Passage extrait >>

========================================

Paradoxalement, il aura suffi d’un virus invisible, excepté pour des chercheurs et des laborantins, pour mettre l’humanité à genoux.
La mobilisation est donc possible quand l’humain a peur, une peur justifiée ici. Ne serait-il pas plus judicieux de bouger avant cette grande frayeur? Les gens veulent vivre. Mais ne serait-il pas valable que la vie actuelle ne se fasse pas au détriment de celle des générations suivantes, de nos enfants?
L’action collective démarre difficilement dans notre société individualiste, mais quand la preuve nous explose à la figure, comme c’est le cas depuis le 12 mars, premier jour d’intervention massive de nos gouvernements, il y a de la place pour l’espoir.

========================================

Consignes de l'exercice >>
(1) Dans le texte sur le virus et l'action collective, résumez plus brièvement le paragraphe qui commence par « La mobilisation est donc possible », sans en perdre les idées principales.
(2) Recopiez à l'identique, dans le texte sur le virus et l'action collective, le passage allant de « La mobilisation est » jusqu'à « place pour l’espoir. ».
(3) Poursuivez le texte sur le virus et l'action collective à partir de sa dernière phrase.

========================================

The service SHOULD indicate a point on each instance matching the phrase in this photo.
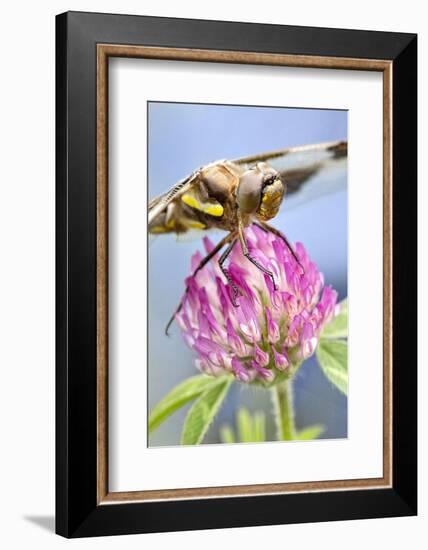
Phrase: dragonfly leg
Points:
(202, 263)
(247, 254)
(225, 271)
(269, 229)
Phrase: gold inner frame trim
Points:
(104, 51)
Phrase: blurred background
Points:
(183, 137)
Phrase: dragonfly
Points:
(233, 194)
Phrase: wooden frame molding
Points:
(104, 52)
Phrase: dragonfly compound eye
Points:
(249, 193)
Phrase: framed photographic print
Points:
(236, 274)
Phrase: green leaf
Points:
(311, 432)
(227, 435)
(245, 425)
(259, 427)
(178, 397)
(203, 411)
(332, 356)
(338, 328)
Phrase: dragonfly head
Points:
(260, 192)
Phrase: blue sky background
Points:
(183, 137)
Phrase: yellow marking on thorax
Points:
(213, 209)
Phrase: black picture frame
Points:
(78, 513)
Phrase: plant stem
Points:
(282, 395)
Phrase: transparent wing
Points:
(309, 171)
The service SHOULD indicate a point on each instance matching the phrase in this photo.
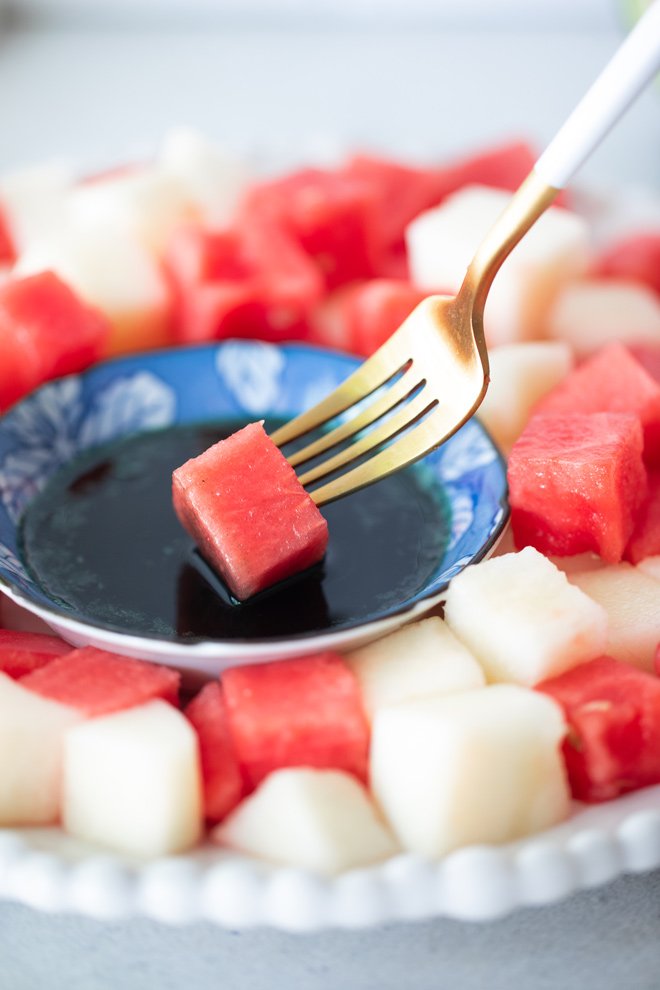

========================================

Réponses par consigne >>
(1) La peur, ici justifiée, rend la mobilisation possible. L'auteur demande s'il ne vaudrait pas mieux agir avant une telle frayeur. Les gens veulent vivre, mais la vie actuelle ne devrait-elle pas épargner celle des générations suivantes, nos enfants ?

(2)
La mobilisation est donc possible quand l’humain a peur, une peur justifiée ici. Ne serait-il pas plus judicieux de bouger avant cette grande frayeur? Les gens veulent vivre. Mais ne serait-il pas valable que la vie actuelle ne se fasse pas au détriment de celle des générations suivantes, de nos enfants?
L’action collective démarre difficilement dans notre société individualiste, mais quand la preuve nous explose à la figure, comme c’est le cas depuis le 12 mars, premier jour d’intervention massive de nos gouvernements, il y a de la place pour l’espoir.

(3)
Qui saura incarner le changement? Malgré son ton rassurant depuis le début de la crise, François Legault aura peut-être de la difficulté à monter la marche suivante, celle des changements environnementaux. Où trouvera-t-on un Horacio Arruda de l’écologie, une personne qui pourrait inspirer le premier ministre québécois? M. Legault saura-t-il se laisser toucher par des questions plus complexes? Il n’a pas été très inspirant face à des enjeux requérant une pensée plus moderne depuis l’élection d’octobre 2018.
Le monde de demain, qu’il soit gaspésien, québécois, canadien ou mondial, devra changer. Il devra choisir à sa tête des gens épris de justice sociale, de partage des revenus, d’équité dans les chances de réussite, d’achat local et de fabrication locale.
Il devra revoir la notion de réussite, changer les paramètres des systèmes d’éducation, redonner une place à l’empathie, puisqu’une société est notamment jugée par le sort qu’elle réserve à ses éléments vulnérables.
Les citoyens des États-Unis, de la Russie et du Brésil, pour ne nommer que ces pays, sauront-ils se débarrasser d’incompétents comme Donald Trump, Vladimir Poutine et autres Jair Bolsonaro, des gens indignes de leur fonction?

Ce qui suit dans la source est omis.